What is asked – Tally how many lines in the entries below contain the string "background", and reply with that number alone.

Input –
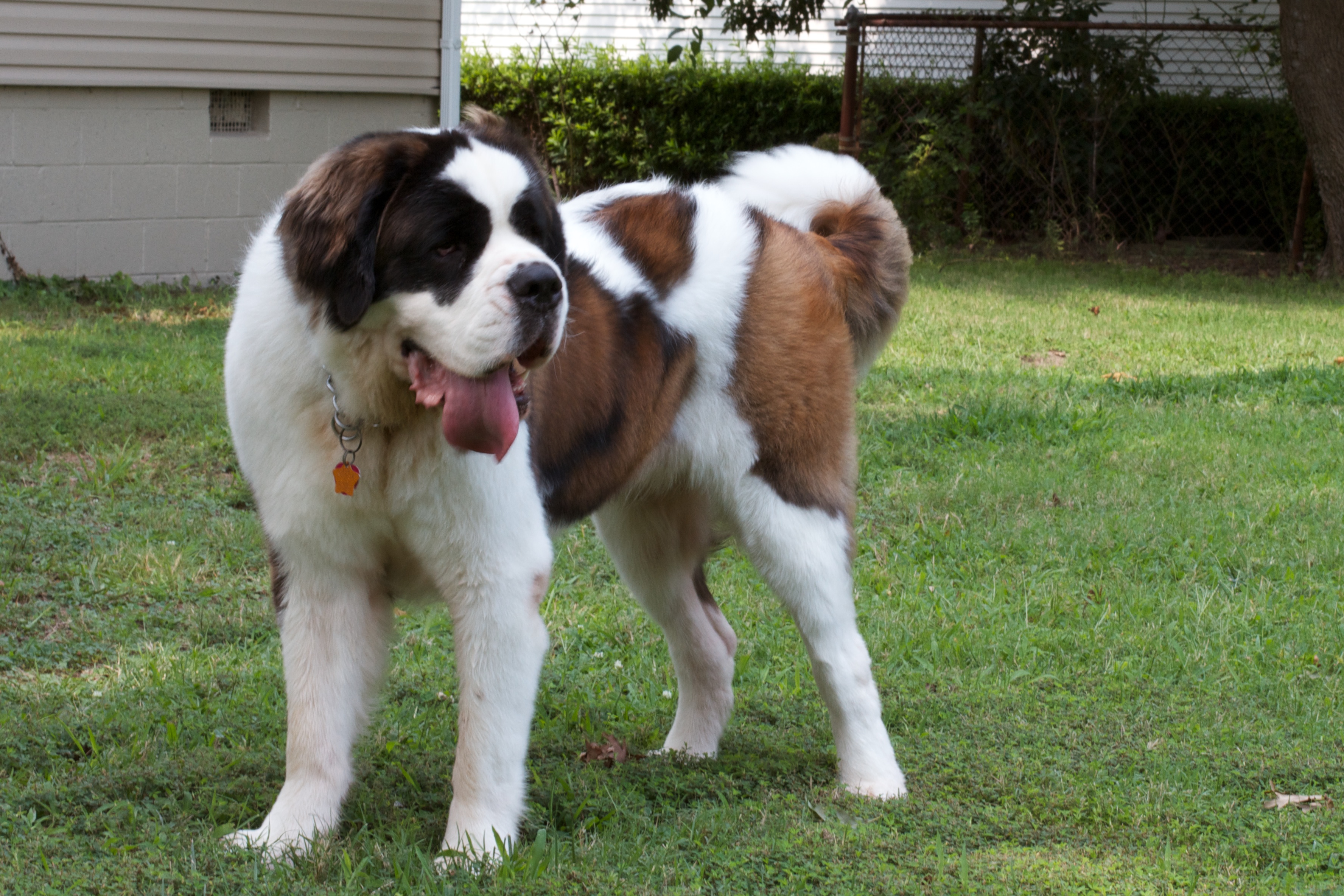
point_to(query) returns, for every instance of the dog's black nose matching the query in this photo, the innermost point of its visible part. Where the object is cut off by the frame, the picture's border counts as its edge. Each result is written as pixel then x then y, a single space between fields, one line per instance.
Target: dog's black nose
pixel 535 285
==
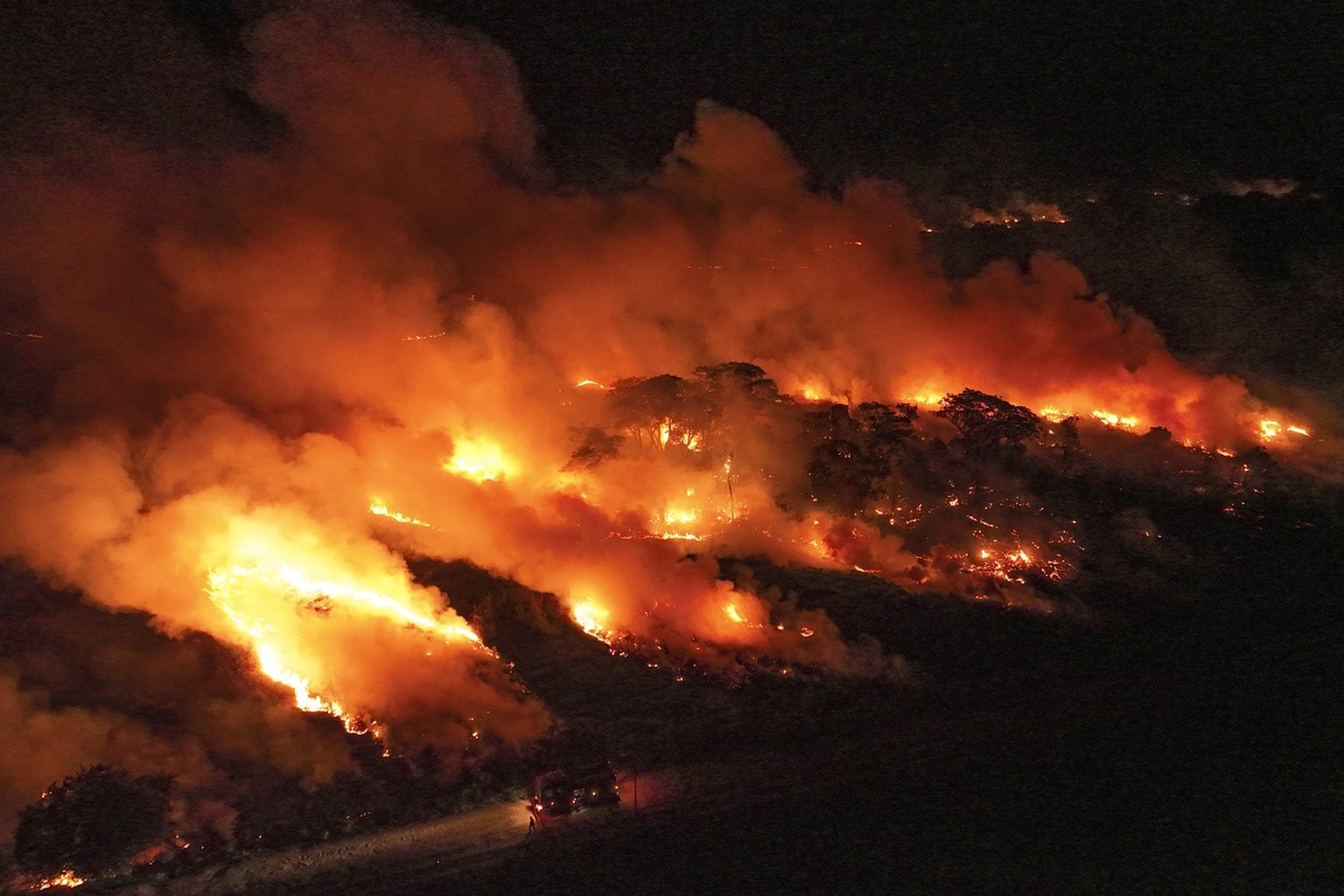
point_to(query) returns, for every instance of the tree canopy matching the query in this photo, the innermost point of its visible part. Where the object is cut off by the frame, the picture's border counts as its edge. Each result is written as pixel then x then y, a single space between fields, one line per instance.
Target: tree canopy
==
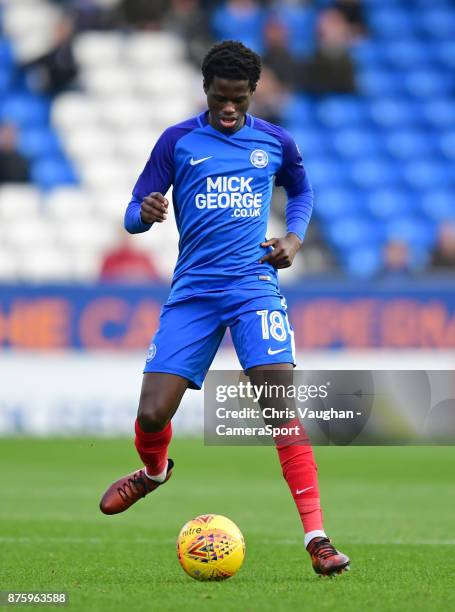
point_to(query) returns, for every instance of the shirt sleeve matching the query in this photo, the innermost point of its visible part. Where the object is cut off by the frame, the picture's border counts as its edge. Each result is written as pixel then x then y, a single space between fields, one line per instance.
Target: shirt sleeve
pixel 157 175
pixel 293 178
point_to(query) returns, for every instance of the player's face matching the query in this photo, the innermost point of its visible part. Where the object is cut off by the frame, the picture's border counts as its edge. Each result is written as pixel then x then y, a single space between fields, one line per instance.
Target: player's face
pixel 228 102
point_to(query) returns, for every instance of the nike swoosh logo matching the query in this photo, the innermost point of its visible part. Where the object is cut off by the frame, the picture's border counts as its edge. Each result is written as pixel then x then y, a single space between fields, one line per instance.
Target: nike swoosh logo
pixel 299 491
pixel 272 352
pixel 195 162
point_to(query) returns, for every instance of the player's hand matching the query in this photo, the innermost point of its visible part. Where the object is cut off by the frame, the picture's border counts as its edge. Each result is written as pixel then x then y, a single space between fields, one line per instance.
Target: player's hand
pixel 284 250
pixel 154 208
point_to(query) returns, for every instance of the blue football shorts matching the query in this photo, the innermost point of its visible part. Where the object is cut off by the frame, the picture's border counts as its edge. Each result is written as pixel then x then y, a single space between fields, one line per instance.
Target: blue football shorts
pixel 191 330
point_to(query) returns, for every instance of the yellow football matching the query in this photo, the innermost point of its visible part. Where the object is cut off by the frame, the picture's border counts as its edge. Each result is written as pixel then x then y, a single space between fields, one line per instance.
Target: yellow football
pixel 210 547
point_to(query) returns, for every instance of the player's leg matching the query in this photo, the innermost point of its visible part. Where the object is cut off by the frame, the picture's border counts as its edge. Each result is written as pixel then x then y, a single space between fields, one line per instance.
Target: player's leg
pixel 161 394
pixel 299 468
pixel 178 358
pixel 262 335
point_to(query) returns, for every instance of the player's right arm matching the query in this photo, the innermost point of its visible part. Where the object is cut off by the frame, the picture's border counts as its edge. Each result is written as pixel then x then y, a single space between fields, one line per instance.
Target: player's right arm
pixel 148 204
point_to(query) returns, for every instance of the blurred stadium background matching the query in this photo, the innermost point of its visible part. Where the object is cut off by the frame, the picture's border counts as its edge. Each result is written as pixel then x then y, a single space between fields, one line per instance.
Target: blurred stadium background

Finished task – 2